ESTRATTO DELLA PAGINA ::
=-=-=-=-=

C'è l'ombra del satanismo che incombe su due morti misteriose avvenute a distanza di pochi mesi l'una dell'altra, 26 anni fa. Sono quelle di Fabio Rapalli, 31enne dell'Oltrepò Pavese trovato impiccato in un dirupo nel passo della Cisa, a Montelungo di Pontepremoli, e del camionista Roberto Bossi, morto nello stesso luogo dopo aver ingerito soda caustica. Ad ipotizzare una correlazione con la setta delle Bestie, una delle più macabre vicende della cronaca nera italiana, è l'ex sottufficile dei carabinieri della Compagnia di Stradella Claudio Ghini che indagò sulla vicenda di Rapalli anche come consulente privato della famiglia. Stando a quanto riporta il quotidiano La Nazione, il detective ha inviato una relazione di 30 pagine alla Procura di Massa Carrara con un'indicazione ben precisa: "Fare attenzione al processo alla setta della Bestie" in corso davanti alla Corte d'Assise di Novara.

=-=-=-=-=

DATI FORNITI ::
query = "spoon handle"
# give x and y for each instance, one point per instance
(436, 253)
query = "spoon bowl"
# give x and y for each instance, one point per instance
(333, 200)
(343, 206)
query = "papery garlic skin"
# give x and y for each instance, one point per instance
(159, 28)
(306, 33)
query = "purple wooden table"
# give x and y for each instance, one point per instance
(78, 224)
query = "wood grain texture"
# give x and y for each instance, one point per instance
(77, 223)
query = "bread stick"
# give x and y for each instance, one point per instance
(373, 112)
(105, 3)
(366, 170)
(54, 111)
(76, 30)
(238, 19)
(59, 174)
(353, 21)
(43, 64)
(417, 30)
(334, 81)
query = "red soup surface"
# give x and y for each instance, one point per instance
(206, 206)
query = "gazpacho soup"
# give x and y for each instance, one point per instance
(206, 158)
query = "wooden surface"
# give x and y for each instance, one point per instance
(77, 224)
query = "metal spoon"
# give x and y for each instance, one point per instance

=-=-=-=-=

COSA FARE ::
Secondo l'estratto della pagina, di quante pagine è la relazione che il detective ha inviato alla Procura di Massa Carrara? L'elenco proviene da una fonte diversa dall'estratto della pagina.

LA RISPOSTA ::
La relazione è di 30 pagine.